* What this task involves
Find "query: sign above door" in the material below and restate exactly the line holding it together with every line that comes after.
######
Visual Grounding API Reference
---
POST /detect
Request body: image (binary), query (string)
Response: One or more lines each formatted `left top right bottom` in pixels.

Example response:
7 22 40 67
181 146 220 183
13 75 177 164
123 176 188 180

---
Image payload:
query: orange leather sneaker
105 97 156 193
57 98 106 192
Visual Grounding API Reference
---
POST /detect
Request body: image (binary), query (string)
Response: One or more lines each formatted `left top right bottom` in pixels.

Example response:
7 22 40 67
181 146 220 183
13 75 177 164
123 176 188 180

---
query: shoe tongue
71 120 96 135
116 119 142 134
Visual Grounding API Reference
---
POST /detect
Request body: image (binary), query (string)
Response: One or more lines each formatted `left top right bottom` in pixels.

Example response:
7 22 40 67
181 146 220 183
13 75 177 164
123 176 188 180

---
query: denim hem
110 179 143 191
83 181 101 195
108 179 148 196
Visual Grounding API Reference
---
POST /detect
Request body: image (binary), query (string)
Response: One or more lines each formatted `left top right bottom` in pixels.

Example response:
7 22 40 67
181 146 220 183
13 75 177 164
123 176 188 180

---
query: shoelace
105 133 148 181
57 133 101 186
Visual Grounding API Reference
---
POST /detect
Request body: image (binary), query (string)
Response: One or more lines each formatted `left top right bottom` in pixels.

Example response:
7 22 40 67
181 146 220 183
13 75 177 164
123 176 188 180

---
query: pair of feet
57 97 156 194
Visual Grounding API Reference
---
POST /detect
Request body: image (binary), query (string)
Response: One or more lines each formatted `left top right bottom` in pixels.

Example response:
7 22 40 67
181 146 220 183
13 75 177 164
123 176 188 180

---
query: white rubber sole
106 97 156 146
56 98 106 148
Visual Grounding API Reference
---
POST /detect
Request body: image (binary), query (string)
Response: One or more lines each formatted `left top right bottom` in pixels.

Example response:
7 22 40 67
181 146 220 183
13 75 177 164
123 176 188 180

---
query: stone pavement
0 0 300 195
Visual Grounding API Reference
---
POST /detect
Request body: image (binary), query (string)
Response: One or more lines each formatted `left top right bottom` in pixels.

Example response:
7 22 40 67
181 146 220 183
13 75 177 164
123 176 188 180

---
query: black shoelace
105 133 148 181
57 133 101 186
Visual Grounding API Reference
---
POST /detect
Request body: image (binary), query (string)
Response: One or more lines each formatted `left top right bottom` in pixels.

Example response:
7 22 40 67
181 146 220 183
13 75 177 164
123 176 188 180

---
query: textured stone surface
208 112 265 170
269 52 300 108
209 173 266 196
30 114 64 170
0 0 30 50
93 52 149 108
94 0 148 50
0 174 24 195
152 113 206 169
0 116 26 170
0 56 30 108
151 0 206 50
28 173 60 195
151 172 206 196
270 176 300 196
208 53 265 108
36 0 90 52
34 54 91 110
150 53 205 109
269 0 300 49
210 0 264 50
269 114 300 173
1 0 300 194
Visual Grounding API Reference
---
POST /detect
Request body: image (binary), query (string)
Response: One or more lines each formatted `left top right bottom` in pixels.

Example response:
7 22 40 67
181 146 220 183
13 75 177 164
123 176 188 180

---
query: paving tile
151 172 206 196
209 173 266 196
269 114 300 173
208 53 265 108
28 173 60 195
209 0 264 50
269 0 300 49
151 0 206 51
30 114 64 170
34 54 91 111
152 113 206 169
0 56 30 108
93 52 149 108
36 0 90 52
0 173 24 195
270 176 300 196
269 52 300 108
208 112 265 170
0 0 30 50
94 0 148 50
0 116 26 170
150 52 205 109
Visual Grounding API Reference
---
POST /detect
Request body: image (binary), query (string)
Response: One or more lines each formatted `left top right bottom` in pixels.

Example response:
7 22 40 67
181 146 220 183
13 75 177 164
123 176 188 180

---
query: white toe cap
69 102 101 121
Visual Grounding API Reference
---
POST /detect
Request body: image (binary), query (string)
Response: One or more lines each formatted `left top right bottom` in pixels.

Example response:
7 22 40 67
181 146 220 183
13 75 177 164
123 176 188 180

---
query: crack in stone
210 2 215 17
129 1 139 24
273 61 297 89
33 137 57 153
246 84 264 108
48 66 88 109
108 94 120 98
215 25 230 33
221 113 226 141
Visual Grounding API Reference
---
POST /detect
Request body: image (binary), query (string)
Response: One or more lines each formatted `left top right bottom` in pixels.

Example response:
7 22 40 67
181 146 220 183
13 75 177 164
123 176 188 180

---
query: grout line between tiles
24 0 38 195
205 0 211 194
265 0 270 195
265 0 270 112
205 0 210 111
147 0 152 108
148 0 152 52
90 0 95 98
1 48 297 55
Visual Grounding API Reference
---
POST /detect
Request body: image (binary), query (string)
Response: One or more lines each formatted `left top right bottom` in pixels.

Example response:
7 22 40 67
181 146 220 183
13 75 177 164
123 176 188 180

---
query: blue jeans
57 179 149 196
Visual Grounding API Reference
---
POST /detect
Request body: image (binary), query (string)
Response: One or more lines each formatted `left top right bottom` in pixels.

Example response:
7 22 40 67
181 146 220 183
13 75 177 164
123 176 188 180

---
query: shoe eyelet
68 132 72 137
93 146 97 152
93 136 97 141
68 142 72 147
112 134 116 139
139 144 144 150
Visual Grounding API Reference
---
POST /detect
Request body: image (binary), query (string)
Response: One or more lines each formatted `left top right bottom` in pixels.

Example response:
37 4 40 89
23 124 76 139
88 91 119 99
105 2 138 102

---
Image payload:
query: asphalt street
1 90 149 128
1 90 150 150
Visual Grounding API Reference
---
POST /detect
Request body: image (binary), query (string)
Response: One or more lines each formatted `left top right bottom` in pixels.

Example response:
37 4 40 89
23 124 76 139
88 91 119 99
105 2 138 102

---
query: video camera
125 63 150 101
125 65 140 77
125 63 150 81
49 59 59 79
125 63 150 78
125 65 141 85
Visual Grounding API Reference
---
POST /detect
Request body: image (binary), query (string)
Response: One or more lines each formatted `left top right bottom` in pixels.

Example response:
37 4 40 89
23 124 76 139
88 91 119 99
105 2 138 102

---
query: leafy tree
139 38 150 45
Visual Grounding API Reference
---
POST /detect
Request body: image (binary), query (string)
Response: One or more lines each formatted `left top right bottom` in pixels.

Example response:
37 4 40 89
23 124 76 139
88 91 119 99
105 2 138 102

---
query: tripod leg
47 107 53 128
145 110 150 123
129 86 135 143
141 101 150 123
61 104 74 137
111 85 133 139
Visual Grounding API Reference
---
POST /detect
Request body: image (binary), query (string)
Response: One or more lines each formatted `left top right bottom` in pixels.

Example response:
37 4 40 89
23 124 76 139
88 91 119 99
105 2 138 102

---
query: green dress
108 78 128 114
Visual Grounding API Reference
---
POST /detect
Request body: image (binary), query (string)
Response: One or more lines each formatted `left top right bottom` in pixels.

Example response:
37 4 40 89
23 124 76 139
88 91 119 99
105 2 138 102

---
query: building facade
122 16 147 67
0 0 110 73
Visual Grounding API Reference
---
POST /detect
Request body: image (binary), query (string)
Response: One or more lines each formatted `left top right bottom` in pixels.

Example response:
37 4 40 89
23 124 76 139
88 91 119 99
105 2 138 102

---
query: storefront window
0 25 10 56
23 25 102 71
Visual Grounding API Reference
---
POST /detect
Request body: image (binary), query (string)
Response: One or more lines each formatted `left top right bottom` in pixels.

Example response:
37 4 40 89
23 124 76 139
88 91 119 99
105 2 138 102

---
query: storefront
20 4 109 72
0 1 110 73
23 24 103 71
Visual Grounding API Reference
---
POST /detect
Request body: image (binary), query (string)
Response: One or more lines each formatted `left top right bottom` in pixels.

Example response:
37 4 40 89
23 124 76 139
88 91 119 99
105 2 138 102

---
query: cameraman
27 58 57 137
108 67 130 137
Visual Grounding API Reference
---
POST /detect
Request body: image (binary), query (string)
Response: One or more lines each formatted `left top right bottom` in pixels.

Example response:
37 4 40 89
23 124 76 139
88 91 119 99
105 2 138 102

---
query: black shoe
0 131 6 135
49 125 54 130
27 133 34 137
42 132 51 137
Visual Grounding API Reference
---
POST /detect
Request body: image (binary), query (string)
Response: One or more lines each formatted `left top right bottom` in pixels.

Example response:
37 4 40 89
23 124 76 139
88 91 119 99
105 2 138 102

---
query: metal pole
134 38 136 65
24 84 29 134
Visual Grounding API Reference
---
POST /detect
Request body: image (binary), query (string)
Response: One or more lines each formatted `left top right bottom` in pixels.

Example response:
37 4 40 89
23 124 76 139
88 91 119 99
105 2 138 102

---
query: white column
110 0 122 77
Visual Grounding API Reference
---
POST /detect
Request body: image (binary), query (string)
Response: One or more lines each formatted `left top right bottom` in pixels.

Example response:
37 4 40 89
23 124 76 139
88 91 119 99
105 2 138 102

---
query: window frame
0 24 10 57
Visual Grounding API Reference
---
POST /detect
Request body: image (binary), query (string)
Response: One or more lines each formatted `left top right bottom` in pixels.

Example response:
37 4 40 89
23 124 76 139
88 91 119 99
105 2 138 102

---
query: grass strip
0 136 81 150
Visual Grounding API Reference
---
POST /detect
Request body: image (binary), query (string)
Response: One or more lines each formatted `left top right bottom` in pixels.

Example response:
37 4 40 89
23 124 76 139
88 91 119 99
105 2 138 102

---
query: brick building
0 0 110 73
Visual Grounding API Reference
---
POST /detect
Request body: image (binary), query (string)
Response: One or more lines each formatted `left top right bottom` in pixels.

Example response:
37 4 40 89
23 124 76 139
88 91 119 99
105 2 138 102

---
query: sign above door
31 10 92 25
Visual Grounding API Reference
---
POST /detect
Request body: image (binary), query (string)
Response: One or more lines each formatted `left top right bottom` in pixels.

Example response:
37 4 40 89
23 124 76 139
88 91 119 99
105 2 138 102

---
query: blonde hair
######
* Solution for this problem
query: sign above door
31 10 92 25
Visual Grounding API Reference
---
POST /detect
Request body: image (binary), query (string)
Response: One or more lines each formatted `left top right bottom` in pixels.

Example response:
37 4 40 89
23 124 76 139
88 91 119 99
105 2 138 102

---
query: blonde hair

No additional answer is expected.